#### [Records for the task]
________

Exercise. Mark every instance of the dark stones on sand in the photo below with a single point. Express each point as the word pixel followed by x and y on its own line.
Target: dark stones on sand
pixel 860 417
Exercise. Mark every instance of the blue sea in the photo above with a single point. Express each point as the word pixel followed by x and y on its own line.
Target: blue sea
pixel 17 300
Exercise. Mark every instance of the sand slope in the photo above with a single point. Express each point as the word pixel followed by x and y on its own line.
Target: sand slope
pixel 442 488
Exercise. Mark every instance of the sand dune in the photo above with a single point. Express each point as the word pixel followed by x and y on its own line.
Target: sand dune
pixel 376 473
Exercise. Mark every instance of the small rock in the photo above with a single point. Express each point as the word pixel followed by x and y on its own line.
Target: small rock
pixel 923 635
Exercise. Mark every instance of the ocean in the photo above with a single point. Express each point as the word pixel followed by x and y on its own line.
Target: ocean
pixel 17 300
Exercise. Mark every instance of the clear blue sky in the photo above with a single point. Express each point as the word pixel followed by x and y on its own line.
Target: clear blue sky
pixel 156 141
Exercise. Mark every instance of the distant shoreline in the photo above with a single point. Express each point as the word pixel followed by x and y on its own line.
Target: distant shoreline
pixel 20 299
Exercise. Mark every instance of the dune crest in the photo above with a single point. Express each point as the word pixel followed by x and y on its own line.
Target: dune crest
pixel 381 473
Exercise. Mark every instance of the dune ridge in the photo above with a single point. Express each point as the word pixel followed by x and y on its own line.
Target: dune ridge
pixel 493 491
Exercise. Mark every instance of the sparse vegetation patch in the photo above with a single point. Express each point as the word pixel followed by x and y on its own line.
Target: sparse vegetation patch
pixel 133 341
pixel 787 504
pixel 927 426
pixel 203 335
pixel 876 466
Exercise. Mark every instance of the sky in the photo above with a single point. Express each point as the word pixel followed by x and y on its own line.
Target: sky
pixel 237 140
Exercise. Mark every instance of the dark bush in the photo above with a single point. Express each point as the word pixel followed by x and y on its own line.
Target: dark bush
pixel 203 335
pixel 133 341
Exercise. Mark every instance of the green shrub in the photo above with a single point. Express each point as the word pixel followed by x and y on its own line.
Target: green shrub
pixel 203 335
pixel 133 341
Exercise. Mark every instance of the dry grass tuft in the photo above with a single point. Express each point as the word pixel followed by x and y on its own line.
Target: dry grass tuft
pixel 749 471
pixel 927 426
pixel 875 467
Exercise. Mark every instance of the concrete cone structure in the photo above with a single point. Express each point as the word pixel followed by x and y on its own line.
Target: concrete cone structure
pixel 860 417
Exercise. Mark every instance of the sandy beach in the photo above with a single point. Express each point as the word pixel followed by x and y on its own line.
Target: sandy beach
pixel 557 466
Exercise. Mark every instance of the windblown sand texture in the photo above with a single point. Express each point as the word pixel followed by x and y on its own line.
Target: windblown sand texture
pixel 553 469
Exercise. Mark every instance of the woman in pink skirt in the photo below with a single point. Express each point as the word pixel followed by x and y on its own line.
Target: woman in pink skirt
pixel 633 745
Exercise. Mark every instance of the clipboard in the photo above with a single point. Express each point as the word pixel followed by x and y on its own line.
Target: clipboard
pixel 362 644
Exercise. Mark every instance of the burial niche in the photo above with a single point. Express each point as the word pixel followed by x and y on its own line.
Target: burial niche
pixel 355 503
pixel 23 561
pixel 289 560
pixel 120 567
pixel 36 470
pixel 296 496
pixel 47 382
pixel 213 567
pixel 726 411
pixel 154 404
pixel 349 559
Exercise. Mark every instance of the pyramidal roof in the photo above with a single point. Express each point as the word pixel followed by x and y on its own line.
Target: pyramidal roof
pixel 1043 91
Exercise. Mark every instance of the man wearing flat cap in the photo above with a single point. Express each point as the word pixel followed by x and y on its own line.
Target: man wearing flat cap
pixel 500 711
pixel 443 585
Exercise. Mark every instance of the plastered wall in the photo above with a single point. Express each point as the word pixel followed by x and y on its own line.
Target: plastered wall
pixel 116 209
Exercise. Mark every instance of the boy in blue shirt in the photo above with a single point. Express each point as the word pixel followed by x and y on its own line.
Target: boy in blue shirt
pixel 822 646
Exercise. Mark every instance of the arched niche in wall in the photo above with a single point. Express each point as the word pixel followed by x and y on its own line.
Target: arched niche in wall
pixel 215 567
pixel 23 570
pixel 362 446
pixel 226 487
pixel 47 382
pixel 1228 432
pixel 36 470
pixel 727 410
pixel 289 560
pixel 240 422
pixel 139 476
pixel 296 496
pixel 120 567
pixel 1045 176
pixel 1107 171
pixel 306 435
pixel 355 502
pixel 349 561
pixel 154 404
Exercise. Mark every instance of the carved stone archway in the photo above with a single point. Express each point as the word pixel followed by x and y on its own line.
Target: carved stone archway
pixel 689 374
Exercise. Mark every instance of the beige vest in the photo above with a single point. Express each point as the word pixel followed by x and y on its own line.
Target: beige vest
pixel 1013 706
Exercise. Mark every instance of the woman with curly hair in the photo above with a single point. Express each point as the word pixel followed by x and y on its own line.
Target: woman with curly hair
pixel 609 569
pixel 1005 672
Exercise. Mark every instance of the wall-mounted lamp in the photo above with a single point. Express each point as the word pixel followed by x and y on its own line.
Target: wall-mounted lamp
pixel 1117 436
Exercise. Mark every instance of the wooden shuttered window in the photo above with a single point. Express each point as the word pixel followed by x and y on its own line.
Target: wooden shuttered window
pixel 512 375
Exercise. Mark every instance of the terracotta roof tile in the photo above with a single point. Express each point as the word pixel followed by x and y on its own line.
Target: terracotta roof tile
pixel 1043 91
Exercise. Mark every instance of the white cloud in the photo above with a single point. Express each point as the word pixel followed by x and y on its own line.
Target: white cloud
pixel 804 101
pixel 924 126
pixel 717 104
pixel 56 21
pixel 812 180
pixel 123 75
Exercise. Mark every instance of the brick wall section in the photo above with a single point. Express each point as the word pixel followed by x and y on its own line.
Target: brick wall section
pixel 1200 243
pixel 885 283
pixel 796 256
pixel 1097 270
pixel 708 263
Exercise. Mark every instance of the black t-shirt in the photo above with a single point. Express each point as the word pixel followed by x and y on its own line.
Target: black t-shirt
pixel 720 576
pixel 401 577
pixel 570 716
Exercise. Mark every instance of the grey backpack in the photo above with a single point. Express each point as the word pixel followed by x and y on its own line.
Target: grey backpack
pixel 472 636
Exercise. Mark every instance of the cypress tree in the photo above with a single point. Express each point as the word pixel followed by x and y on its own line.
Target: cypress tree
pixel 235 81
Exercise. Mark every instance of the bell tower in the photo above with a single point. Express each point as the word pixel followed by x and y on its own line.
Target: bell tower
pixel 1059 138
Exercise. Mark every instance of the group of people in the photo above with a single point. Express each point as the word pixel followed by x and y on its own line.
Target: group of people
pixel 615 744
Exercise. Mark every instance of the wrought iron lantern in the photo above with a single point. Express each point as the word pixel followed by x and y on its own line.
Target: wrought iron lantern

________

#### [Given exercise]
Rewrite the lines above as a numbered list, leaving out any blank lines.

#### [Answer to this exercise]
1. Exercise. Mark every instance of the dark stones on sand in the photo below with a single point. Express each point as the word pixel followed by x and y on its own line.
2. Target: dark stones on sand
3. pixel 860 417
4. Exercise. Mark every instance of the blue sea in the photo above with a single point. Express each point as the word pixel followed by x and y on its own line.
5. Target: blue sea
6. pixel 17 300
7. Exercise. Mark every instance of the sand slope in the photo above with a single point. Express each point as the word pixel followed by x and y on its own line.
8. Target: sand slope
9. pixel 442 488
10. Exercise. Mark every instance of the sand dune in the photo above with a single point. Express each point as the word pixel followed by x and y on its own line.
11. Target: sand dune
12. pixel 376 473
13. Exercise. Mark every instance of the small rock in the photo above with a single point. Express each point as the word pixel followed by x and y on its own line.
14. Target: small rock
15. pixel 923 635
16. Exercise. Mark every instance of the ocean in the photo above with a single point. Express each point as the word pixel followed by x and y on its own line.
17. Target: ocean
18. pixel 17 300
19. Exercise. Mark every instance of the clear blue sky in the photo above with a single point. Express each point as the word pixel followed by x and y on its own line.
20. Target: clear blue sky
21. pixel 156 141
22. Exercise. Mark every instance of the distant shoreline in the photo above with a single point. Express each point as the word pixel followed by x and y on its own line.
23. Target: distant shoreline
24. pixel 20 299
25. Exercise. Mark every instance of the dune crest in the photo above with a single point. Express each point as the word pixel followed by x and y on its own line.
26. Target: dune crest
27. pixel 381 473
28. Exercise. Mark every instance of the dune ridge in the photo above with a single point. Express each point as the word pixel followed by x and y on its own line.
29. Target: dune ridge
30. pixel 493 491
31. Exercise. Mark every instance of the sparse vegetation patch in the photo above with a single point. Express each point as the word pixel followed by x and y on its own line.
32. Target: sparse vegetation patch
33. pixel 133 341
34. pixel 787 504
35. pixel 927 426
36. pixel 203 335
37. pixel 876 466
38. Exercise. Mark every instance of the sky in the photo above with a single point. Express each point as the word pixel followed by x and y on its own line.
39. Target: sky
40. pixel 237 140
41. Exercise. Mark every instance of the dark bush in the photo above with a single point. Express each point as the word pixel followed by x and y on its own line.
42. Target: dark bush
43. pixel 203 335
44. pixel 133 341
45. Exercise. Mark every instance of the green shrub in the photo above with a single point. Express each point as the word pixel followed by x and y on its own line.
46. Target: green shrub
47. pixel 203 335
48. pixel 133 341
49. Exercise. Mark every instance of the dry grass tuft in the photo above with a single point. Express each point as the word pixel followed by x and y on its own line.
50. Target: dry grass tuft
51. pixel 749 471
52. pixel 927 426
53. pixel 875 467
54. Exercise. Mark every instance of the concrete cone structure in the photo above with a single point. Express each point as the word pixel followed by x and y on its own line.
55. Target: concrete cone structure
56. pixel 860 417
57. Exercise. Mark every instance of the sandy beach in the photo above with a single point. Express each point as the word pixel followed by x and y on its own line.
58. Target: sandy beach
59. pixel 557 466
60. Exercise. Mark every instance of the windblown sand texture in the photo above with a single point. Express each point as the word pixel followed by x and y on its own line.
61. Target: windblown sand texture
62. pixel 553 469
63. Exercise. Mark every instance of the woman in pink skirt in the photo below with a single point. Express each point as the word pixel followed by x and y on its own line.
64. Target: woman in pink skirt
65. pixel 633 745
66. Exercise. Mark every instance of the clipboard in the photo above with a single point. Express each point as the word pixel followed by x and y on its own line.
67. Target: clipboard
68. pixel 362 644
69. Exercise. Mark every instance of the burial niche in the photo above with a single point. Express each point as the word pixel followed by x and y on its own line.
70. Target: burial niche
71. pixel 355 503
72. pixel 23 561
73. pixel 289 560
74. pixel 120 567
75. pixel 36 470
76. pixel 296 496
77. pixel 47 382
78. pixel 213 567
79. pixel 726 411
80. pixel 154 404
81. pixel 349 559
82. Exercise. Mark every instance of the pyramidal roof in the photo above with a single point. Express each point as the word pixel followed by x and y on its own line.
83. Target: pyramidal roof
84. pixel 1043 91
85. Exercise. Mark every instance of the man wearing flat cap in the photo above with a single point. Express each point as the word pixel followed by x and y on its own line.
86. Target: man wearing flat cap
87. pixel 500 711
88. pixel 443 585
89. Exercise. Mark every instance of the plastered wall in the photo above with a single point. Express each point as the word pixel followed by x and y on its own line.
90. Target: plastered wall
91. pixel 116 209
92. Exercise. Mark every instance of the boy in blue shirt in the photo above with a single point. Express each point as the word pixel followed by x and y on its own line.
93. Target: boy in blue shirt
94. pixel 822 646
95. Exercise. Mark every instance of the arched niche in wall in the photo above with a single point. Express each point as the word pixel followed by x and y on its own line.
96. Target: arched niche in wall
97. pixel 215 567
98. pixel 23 570
99. pixel 362 446
100. pixel 226 487
101. pixel 47 382
102. pixel 1228 432
103. pixel 36 470
104. pixel 727 410
105. pixel 289 560
106. pixel 240 422
107. pixel 139 476
108. pixel 296 496
109. pixel 120 567
110. pixel 1045 176
111. pixel 1107 171
112. pixel 306 435
113. pixel 355 502
114. pixel 349 561
115. pixel 154 404
116. Exercise. Mark every instance of the carved stone archway in the photo above with a single point. Express each point as the word pixel followed by x and y on its own line.
117. Target: carved stone archway
118. pixel 689 374
119. Exercise. Mark every instance of the beige vest in the photo above with a single point. Express each point as the word pixel followed by x and y on its own line.
120. Target: beige vest
121. pixel 1013 706
122. Exercise. Mark every instance of the woman with curly hair in the photo above with a single point. Express each point as the word pixel followed by x and y on its own line.
123. Target: woman with curly hair
124. pixel 609 569
125. pixel 1005 672
126. Exercise. Mark every instance of the wall-mounted lamp in the photo above with a single point. Express each point as the word pixel followed by x and y on its own line.
127. Target: wall-mounted lamp
128. pixel 1117 436
129. Exercise. Mark every instance of the wooden shuttered window in the photo above with a single point. Express each point as the word pixel followed by x and y on its own line.
130. Target: wooden shuttered window
131. pixel 512 375
132. Exercise. Mark every instance of the terracotta roof tile in the photo above with a single point. Express each point as the word pixel followed by x and y on its own line.
133. Target: terracotta roof tile
134. pixel 1043 91
135. Exercise. Mark every instance of the white cloud in the photo above with a single point. Express each point as the word pixel followed by x and y on its own line.
136. Target: white cloud
137. pixel 804 101
138. pixel 924 126
139. pixel 717 104
140. pixel 56 21
141. pixel 812 180
142. pixel 123 75
143. Exercise. Mark every instance of the brick wall section in the photo above with a single point. Express each point as the word pixel followed by x and y on its own line.
144. Target: brick wall section
145. pixel 1200 243
146. pixel 885 283
147. pixel 796 256
148. pixel 1097 270
149. pixel 708 263
150. Exercise. Mark every instance of the black t-shirt in the photo above with a single point. Express each point as the word pixel followed by x and y on its own line.
151. Target: black t-shirt
152. pixel 720 576
153. pixel 401 577
154. pixel 570 716
155. Exercise. Mark every instance of the grey backpack in the photo above with a single point. Express each point as the word pixel followed by x and y on its own line.
156. Target: grey backpack
157. pixel 472 636
158. Exercise. Mark every instance of the cypress tree in the photo above with a single point. Express each point as the word pixel followed by x and y on its own line.
159. Target: cypress tree
160. pixel 235 81
161. Exercise. Mark every instance of the bell tower in the photo above with a single point. Express each point as the word pixel followed by x and y on its own line.
162. Target: bell tower
163. pixel 1059 138
164. Exercise. Mark every instance of the group of people in the photo above with a single point. Express each point as the word pixel followed by x and y on its own line.
165. Target: group of people
166. pixel 615 744
167. Exercise. Mark every instance of the wrought iron lantern in the photo above with a single point. Express each point as the word pixel followed by x and y on its own line.
168. Target: wrought iron lantern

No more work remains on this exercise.